[Natural language region descriptions]

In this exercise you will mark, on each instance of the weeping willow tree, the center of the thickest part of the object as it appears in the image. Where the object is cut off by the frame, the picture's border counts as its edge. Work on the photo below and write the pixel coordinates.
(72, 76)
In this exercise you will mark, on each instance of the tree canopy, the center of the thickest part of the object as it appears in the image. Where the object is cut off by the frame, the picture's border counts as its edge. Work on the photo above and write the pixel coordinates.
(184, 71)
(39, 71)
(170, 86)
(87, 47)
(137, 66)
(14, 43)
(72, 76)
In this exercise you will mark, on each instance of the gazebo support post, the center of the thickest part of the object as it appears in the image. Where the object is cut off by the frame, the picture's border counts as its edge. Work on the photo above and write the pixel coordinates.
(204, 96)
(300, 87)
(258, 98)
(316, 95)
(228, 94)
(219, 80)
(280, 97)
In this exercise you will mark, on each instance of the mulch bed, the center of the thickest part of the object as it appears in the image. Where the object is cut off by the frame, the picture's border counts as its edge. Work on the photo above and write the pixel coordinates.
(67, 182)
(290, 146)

§ **EXERCISE AIM**
The task requires an exact transcription of all the data.

§ **OUTPUT OF THE EXERCISE**
In this exercise you will mark, on each instance of the weeping willow tree, the center of the thickest part of the object as it appears in the image. Where the object is cut off by the frame, the picture's border counts as its edge. Work on the photo below and write the pixel coordinates.
(72, 76)
In this exercise you will mark, on each instance of the tree canopy, the center of the thickest part of the object as it appears in the image. Where the object is cut off by the frame, the picture's border counts as its edge. Work on the photo above and write the pixel coordinates.
(184, 71)
(39, 71)
(170, 86)
(87, 47)
(137, 66)
(14, 43)
(72, 76)
In this exercise you will mark, on each instance of the gazebo support post, the center of the thickest part of the object as it appears in the image. Where the object is cut off by the frame, the picture's border counts as its edge. Work on the photo above and write the pixel coordinates.
(204, 96)
(300, 87)
(258, 98)
(316, 95)
(228, 94)
(219, 80)
(280, 97)
In this exercise you will mark, on each instance of the mulch bed, the center of the thickest part of the object as it appears in the image. Where the object is cut off by the frame, the picture's border counts as its edge. Work on the photo above and write the pixel coordinates.
(67, 182)
(290, 146)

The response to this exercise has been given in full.